→ Yapılacak İş:
Şiir üzerine metnin “Bunu şöyle anlayabiliriz: Şairlerin” sözlerini içeren yerinden başlayıp “duyguyla aklın kapışmasıdır.” sözlerinden sonra biten kısmını hiçbir değişiklik yapmadan verin.

→ Alıntılanan Metin:
---

Yine buradadır baca temizleyicisi çocuklar, değişen ağırlıklarıyla! Beyinleri ve bedenlerini zincire vuranlara kafa tutarlar. İşleri zor ama imkânsız değildir! Onlar da biliyorlar; “Küçük bir çiçek yaratmak yüzyıllar alır.”
Kuşkusuz, şiir ve atomu imge denilince düşünce uçsuz alana kanatlanır. Şiirin doğası buna olanak verir. Geçmişin mirasına bakarsak; şairlerin bilinmez bir dünyadan seslendikleri kabul edilir. Tanrılar da şairlerin ağzından konuşur. Bilinmezden gelen bu dil çözülemez ve gizemlidir. Bu yüzden büyücü/ozan/şairler kabileci yaşamdan sanayi toplumuna kadar saygı görmüşlerdir. Güç ve yönlendiricilik onlardadır. Ozanların birtakım ritüelleri ise büyüsel havzayı genişletmiştir. Şiirle çatışan Platon bile, bu güce temkinli yaklaşma gereği duymuştur. Çünkü şairler bilinmezden de seslense, akıl yerine hayal gücünü de koysa, toplum üstünde anlatılamaz etkileri vardır. Platon bu makasın ağzından bakar: “Çünkü şair, hafif, kanatlı, kutsal bir şeydir ve esinlenmeden, kendinden geçmeden, aklı başından gitmeden yaratamaz. Bu tanrı vergisini almadıkça hiç kimse mısra kuramaz, kehanette bulunamaz.” (1)
Bunu şöyle anlayabiliriz: Şairlerin hakkını teslim edelim ama tavrımızı felsefeden yana koyalım. Şiirin doğasını kurcalamayalım, neyse o! Platon’un sözleri şiirle felsefenin, duyguyla aklın kapışmasıdır.

---

→ Veri Kümesi Kesiti:
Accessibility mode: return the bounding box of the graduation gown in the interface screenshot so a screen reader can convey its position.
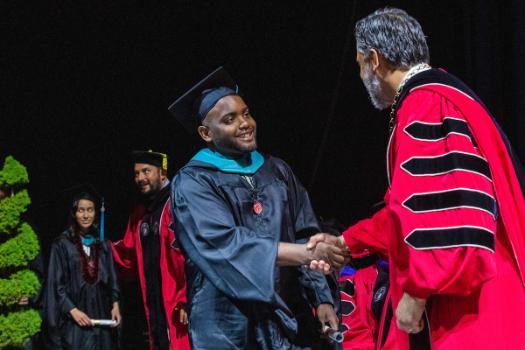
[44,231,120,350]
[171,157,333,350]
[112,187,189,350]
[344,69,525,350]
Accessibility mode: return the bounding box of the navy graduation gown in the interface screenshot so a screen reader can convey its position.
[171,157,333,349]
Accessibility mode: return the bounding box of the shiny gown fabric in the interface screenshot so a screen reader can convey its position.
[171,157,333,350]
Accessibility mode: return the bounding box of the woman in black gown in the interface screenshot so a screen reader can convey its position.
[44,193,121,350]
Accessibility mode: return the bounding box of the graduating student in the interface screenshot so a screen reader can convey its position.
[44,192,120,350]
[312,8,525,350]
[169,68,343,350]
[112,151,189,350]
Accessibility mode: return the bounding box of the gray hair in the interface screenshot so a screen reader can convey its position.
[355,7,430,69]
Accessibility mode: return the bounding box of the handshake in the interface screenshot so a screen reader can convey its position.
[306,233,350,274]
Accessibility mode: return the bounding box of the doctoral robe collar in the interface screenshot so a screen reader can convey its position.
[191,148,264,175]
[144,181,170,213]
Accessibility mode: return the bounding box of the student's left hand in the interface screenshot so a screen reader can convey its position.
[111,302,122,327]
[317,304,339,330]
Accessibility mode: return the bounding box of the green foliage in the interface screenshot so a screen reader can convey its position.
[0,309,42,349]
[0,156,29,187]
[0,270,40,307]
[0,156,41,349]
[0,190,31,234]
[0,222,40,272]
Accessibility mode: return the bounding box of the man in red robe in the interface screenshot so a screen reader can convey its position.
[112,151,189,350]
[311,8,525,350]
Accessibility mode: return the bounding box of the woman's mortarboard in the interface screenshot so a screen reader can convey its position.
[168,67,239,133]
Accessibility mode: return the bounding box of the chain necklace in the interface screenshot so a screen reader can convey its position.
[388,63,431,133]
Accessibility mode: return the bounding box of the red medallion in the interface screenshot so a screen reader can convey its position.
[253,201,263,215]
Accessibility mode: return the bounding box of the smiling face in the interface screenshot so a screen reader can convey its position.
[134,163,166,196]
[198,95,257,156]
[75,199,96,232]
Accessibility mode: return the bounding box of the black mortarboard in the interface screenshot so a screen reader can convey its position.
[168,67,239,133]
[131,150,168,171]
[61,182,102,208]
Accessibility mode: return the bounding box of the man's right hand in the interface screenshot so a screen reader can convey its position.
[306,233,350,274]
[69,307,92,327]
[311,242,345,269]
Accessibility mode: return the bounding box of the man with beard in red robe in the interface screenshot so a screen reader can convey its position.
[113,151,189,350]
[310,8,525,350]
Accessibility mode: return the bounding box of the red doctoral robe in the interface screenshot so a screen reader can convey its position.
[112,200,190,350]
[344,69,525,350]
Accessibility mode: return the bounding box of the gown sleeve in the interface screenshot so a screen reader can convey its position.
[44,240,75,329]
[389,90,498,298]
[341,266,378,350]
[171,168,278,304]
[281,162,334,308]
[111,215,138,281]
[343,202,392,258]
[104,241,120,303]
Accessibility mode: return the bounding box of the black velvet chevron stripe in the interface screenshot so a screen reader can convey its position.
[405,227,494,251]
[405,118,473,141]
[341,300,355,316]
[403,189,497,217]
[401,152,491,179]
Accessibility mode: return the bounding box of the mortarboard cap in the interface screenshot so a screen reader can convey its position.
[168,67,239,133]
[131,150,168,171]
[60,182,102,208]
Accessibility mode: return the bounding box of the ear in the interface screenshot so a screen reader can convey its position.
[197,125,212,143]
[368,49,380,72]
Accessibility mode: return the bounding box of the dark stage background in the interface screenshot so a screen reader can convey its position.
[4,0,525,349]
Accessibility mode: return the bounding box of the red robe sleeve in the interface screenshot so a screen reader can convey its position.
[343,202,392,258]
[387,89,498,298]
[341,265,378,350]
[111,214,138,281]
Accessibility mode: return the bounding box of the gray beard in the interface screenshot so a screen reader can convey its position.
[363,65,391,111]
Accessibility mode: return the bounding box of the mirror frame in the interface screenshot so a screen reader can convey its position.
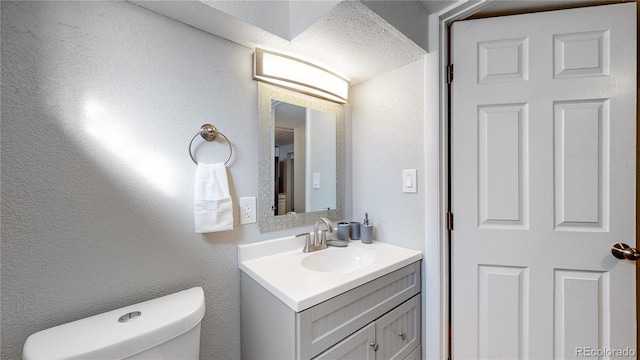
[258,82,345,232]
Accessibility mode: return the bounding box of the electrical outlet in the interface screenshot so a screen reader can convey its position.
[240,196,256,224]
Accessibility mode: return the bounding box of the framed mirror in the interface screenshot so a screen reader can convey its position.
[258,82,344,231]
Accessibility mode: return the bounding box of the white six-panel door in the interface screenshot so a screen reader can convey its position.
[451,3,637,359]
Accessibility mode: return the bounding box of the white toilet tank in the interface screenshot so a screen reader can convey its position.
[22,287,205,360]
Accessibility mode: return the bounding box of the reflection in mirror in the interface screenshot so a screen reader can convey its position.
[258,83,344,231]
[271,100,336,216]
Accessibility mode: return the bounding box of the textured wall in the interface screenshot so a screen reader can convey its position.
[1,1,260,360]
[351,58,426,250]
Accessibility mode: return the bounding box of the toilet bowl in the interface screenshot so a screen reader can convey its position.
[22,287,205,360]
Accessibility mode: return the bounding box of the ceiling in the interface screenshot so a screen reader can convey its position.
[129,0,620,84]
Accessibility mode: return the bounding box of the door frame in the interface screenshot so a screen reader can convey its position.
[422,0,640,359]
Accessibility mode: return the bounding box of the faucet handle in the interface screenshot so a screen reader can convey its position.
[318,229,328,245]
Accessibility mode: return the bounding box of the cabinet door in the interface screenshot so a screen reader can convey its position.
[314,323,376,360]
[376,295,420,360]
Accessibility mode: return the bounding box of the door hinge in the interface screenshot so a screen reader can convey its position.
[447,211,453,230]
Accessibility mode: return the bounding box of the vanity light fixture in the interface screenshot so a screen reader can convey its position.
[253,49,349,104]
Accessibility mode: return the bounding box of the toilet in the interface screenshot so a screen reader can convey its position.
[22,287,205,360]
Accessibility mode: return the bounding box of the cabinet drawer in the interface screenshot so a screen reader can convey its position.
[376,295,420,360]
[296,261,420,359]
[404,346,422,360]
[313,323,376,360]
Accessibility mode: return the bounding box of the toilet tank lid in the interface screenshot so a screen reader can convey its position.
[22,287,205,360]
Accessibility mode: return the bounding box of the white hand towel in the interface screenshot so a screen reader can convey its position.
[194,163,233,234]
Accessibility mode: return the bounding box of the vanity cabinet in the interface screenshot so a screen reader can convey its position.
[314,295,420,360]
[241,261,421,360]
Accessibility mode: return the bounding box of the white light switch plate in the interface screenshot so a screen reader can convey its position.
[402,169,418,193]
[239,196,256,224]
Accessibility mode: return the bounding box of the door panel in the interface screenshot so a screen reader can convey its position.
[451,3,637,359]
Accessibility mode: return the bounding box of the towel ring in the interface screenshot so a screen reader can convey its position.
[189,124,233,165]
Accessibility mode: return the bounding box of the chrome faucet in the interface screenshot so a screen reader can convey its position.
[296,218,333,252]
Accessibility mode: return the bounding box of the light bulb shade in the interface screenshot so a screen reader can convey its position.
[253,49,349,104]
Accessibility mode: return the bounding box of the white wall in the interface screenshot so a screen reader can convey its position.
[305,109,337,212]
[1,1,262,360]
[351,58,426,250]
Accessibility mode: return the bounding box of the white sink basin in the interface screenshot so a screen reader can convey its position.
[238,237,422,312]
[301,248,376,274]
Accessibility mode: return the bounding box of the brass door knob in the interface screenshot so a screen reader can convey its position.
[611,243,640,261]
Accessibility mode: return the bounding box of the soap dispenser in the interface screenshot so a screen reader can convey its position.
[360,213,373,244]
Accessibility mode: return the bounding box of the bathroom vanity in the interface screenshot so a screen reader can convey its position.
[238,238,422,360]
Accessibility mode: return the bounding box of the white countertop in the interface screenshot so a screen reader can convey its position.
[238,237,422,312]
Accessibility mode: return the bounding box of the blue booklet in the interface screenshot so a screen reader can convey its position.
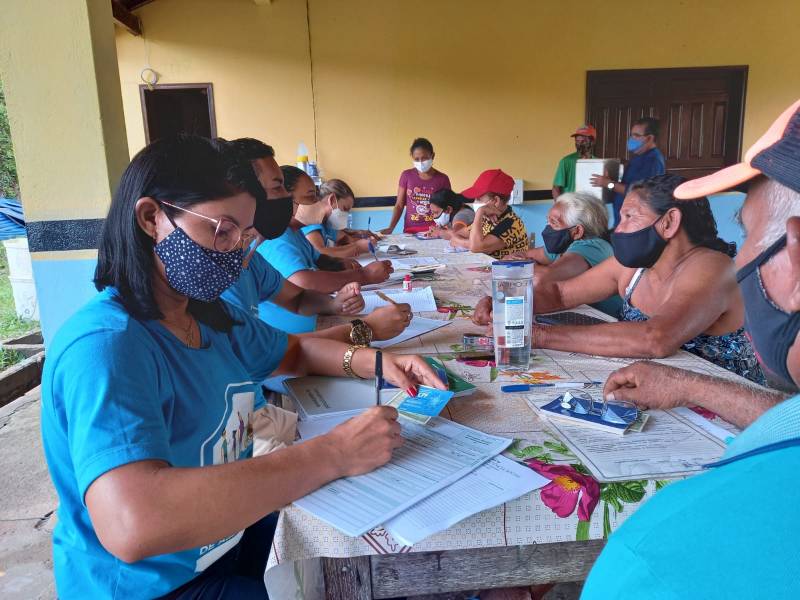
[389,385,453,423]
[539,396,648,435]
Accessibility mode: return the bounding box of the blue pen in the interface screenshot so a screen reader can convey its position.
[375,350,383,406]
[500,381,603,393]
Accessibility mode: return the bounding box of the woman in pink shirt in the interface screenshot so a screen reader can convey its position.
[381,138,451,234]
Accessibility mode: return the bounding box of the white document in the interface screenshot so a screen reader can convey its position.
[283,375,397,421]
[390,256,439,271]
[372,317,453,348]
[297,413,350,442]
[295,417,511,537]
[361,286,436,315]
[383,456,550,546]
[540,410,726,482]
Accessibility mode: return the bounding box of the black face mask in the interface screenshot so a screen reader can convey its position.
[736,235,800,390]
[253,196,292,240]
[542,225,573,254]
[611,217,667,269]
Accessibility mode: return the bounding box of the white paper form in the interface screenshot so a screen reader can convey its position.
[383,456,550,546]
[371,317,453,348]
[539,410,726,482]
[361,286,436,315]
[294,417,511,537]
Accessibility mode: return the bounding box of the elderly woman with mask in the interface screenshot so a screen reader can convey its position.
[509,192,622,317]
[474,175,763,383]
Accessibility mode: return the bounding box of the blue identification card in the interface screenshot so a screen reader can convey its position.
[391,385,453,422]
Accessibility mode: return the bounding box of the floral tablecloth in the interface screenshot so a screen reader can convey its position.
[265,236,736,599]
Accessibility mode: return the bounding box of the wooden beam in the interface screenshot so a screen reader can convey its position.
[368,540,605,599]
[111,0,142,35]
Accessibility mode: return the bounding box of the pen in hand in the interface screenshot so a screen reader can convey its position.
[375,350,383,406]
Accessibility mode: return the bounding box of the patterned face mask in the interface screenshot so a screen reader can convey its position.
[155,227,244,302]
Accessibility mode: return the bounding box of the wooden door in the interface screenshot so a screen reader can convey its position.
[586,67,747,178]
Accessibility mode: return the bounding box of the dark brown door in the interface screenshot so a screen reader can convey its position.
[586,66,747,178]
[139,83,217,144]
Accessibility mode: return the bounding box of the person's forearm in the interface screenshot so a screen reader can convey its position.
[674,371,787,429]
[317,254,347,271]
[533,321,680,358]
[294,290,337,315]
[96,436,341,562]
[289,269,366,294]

---

→ Alıştırma Yanıtı:
Bunu şöyle anlayabiliriz: Şairlerin hakkını teslim edelim ama tavrımızı felsefeden yana koyalım. Şiirin doğasını kurcalamayalım, neyse o! Platon’un sözleri şiirle felsefenin, duyguyla aklın kapışmasıdır.